*** Document extract ***

The paper "How to Configure Good In-Context Sequence for Visual Question Answering" investigates the enhancement of In-Context Learning (ICL) for Visual Question Answering (VQA) tasks, specifically utilizing Large Vision-LLMs (LVLMs). While LVLMs have shown potential for ICL, their performance is often suboptimal when relying on simple configurations like random sampling of in-context sequences. This research aims to explore diverse in-context configurations that can improve ICL's effectiveness and reveals insights into the latent properties of LVLMs.
The authors conduct exhaustive experiments on three VQA datasets: VQAv2, VizWiz, and OK-VQA, using retrieval-based demonstration configurations and manipulating the in-context sequence. They propose several retrieval strategies, such as:
- Retrieving via Similar Image (SI): This strategy uses images similar to the query to form the in-context sequence, utilizing CLIP embeddings for similarity measurement.
- Retrieving via Similar Question (SQ): This method utilizes the question text to retrieve similar examples.
- Retrieving via Similar Question-Answer (SQA): A strategy that incorporates both questions and answers for retrieval, although practical limitations exist since it requires pre-knowledge of the answer.

*** End of Document extract ***
*** Entries provided ***

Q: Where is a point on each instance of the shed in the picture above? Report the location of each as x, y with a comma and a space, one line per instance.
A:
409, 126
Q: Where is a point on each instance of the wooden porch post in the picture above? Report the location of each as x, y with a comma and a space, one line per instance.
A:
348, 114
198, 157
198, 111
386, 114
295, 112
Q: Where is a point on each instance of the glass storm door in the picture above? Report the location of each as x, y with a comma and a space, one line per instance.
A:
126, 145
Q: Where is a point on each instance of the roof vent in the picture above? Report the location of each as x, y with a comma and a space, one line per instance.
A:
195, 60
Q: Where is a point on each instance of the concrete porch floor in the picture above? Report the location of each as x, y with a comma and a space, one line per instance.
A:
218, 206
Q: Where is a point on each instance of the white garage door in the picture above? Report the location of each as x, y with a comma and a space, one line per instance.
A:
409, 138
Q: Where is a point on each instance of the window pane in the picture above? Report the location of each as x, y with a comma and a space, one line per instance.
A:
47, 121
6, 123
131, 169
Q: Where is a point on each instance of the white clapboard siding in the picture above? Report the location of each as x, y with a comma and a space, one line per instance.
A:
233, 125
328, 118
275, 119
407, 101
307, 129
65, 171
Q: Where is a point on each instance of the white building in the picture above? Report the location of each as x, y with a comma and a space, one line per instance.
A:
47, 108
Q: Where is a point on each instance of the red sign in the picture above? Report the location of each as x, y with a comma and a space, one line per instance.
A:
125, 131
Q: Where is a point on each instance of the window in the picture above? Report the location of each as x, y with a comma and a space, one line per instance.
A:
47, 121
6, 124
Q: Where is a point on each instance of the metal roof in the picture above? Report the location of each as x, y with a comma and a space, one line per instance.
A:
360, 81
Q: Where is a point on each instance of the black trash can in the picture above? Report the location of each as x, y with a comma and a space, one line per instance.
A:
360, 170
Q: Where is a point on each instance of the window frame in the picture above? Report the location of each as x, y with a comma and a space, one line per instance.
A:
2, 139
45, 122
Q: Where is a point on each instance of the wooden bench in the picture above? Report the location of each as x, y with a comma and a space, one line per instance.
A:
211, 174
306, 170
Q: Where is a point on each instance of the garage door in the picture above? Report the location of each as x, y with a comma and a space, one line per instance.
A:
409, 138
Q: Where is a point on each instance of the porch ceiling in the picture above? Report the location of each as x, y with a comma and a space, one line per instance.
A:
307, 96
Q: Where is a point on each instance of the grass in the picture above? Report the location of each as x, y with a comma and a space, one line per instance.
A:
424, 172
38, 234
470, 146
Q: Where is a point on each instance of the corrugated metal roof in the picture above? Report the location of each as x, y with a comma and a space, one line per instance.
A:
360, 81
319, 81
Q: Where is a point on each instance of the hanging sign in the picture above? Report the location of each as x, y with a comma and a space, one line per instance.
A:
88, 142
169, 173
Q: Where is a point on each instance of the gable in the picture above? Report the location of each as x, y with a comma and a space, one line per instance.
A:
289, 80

*** End of Entries provided ***

[Directions]:
a) Summarize the summary of the visual question answering paper in two sentences.
b) Swap "in-context sequence" for "demonstration sequence" in the summary of the visual question answering paper, from "The authors conduct" up to and including "retrieve similar examples.".
c) Finish out the next part of the summary of the visual question answering paper, continuing after its last sentence.

[Written answers]:
a) The paper studies how to configure in-context sequences to improve In-Context Learning with Large Vision-LLMs on Visual Question Answering, because simple configurations such as random sampling often lead to suboptimal performance. In exhaustive experiments on VQAv2, VizWiz, and OK-VQA, the authors propose retrieval strategies based on similar images, similar questions, and similar question-answer pairs, though the last one requires pre-knowledge of the answer.

b)
The authors conduct exhaustive experiments on three VQA datasets: VQAv2, VizWiz, and OK-VQA, using retrieval-based demonstration configurations and manipulating the demonstration sequence. They propose several retrieval strategies, such as:
- Retrieving via Similar Image (SI): This strategy uses images similar to the query to form the demonstration sequence, utilizing CLIP embeddings for similarity measurement.
- Retrieving via Similar Question (SQ): This method utilizes the question text to retrieve similar examples.

c)
The manipulation of the sequence involves techniques like mismatching elements within the demonstrations and reordering demonstrations based on similarity in a different modality. The paper uncovers several insightful findings regarding LVLMs:
- Task Recognition (TR) vs. Task Learning (TL): The research observes that TR, which involves the identification based on task formulation from examples, plays a more critical role than TL in LVLMs. Even when examples are altered, performance remains significantly intact, indicating a stronger reliance on TR.
- Short-cut Effect: The models exhibit tendencies for short-cut inference, often copying responses from similar question pairs in the demonstrations rather than relying on learned mappings, which can lead to errors.
- Compatibility Issues between Vision and Language Modules: The paper identifies a disparity in how vision and language encoders are weighted, revealing that the language component often dominates due to misalignment, leading to a biased reliance on linguistic over visual cues.
Despite these challenges, the paper identifies strategies that improve ICL performance:
- Utilizing Similar Demonstrations: Selection of demonstrations that share similarity in both visual and textual modalities exhibits consistent improvement, countering the reliance on short-cuts.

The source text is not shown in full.